QUOTED PASSAGE:
*-*-*

You probably don’t much care about Nicholas Felton’s relationships, moods, or diet, but it’s a neat idea that’s really well executed. And it looks great [via Flowing Data].

Hackademe is a serialized novel about a man, with an axe, who dislikes professors enough to take them out behind the wood shed and… alright, no, it’s actually “a website devoted to sharing clever uses of technology, software, or modified items to solve problems related to information overload, time management, organization, productivity, and other challenges faced by academics on a daily basis.” Which is pretty cool, except that I have trouble seeing the word “hackademic” in a positive light…

The UK’s General Medical Council finally laid the smack down on the ethically-challenged Andrew Wakefield–he of “vaccines cause autism, and here’s a terrible and possibly fraudulent study to prove it” fame. There’s a very long but very good write-up of the whole debacle here. Unfortunately, the reprimand is really just symbolic at this point, because Wakefield now lives in the US, and isn’t (officially) practicing medicine any more. Instead, he spends his days pumping autistic children full of laxatives. I wish I were joking.

The Neuroskeptic has had a string of great posts in the last couple of weeks. I particularly enjoyed this one, wherein he exposes reveals himself to be an expert on all matters sexual, dopaminergic, and British.

According to a study in Nature, running barefoot may be better for our feet than running in shoes. Turns out that barefoot runners strike the ground with the middle or ball of the foot, greatly reducing the force of impact. This may explain why so many (shod) runners get injured every year, and is supposed to make sense to you if you’re one of those evolutionist folks who think humans evolved to run long distances over the course of millions of years. But since you and I both know god created shoes around the same time he was borrowing Adam’s ribs, we can dispense with that sort of silliness.

*-*-*

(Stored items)
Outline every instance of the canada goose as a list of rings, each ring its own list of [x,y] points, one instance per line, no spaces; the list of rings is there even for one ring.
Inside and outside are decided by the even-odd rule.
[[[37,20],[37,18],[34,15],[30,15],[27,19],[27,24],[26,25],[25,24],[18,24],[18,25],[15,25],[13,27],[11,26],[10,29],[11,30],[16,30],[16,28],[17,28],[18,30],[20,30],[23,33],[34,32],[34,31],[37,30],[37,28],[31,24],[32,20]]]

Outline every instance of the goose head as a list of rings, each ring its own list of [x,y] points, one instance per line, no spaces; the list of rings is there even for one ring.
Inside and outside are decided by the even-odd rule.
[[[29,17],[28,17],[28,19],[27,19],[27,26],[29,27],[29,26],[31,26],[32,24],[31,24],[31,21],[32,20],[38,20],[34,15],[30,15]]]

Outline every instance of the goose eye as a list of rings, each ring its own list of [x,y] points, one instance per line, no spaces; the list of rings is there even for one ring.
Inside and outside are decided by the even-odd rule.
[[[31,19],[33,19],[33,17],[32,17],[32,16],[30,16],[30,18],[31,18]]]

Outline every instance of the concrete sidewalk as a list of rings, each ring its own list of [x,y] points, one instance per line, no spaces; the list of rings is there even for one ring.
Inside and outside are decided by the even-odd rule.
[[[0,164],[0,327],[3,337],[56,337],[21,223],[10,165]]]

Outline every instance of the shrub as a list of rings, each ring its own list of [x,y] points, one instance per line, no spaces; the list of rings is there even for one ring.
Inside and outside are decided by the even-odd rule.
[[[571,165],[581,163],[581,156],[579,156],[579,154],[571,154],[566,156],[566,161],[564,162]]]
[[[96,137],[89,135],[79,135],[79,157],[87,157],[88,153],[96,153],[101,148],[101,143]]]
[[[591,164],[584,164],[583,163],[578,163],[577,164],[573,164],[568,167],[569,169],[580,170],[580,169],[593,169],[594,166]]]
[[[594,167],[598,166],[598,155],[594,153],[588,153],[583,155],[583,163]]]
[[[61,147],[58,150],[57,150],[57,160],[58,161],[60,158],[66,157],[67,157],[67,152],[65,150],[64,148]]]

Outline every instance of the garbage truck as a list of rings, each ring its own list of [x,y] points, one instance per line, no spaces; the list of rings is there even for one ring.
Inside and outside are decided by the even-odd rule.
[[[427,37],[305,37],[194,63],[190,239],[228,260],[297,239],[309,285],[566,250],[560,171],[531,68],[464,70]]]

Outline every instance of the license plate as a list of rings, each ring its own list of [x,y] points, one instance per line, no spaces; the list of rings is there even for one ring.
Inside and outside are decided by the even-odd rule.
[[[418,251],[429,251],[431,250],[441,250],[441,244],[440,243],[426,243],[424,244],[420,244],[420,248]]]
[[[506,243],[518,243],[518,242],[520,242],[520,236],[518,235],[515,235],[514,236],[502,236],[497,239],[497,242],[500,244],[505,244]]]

*-*-*

EXERCISES:
(a) Print the part of the blog post that opens with the words "The Neuroskeptic has" and closes with "sort of silliness.".
(b) According to the blog post, which part of the foot do barefoot runners strike the ground with?
These items come from a separate source.

ANSWERS TO THE PROBLEMS:
(a)
The Neuroskeptic has had a string of great posts in the last couple of weeks. I particularly enjoyed this one, wherein he exposes reveals himself to be an expert on all matters sexual, dopaminergic, and British.

According to a study in Nature, running barefoot may be better for our feet than running in shoes. Turns out that barefoot runners strike the ground with the middle or ball of the foot, greatly reducing the force of impact. This may explain why so many (shod) runners get injured every year, and is supposed to make sense to you if you’re one of those evolutionist folks who think humans evolved to run long distances over the course of millions of years. But since you and I both know god created shoes around the same time he was borrowing Adam’s ribs, we can dispense with that sort of silliness.

(b) The middle or ball of the foot.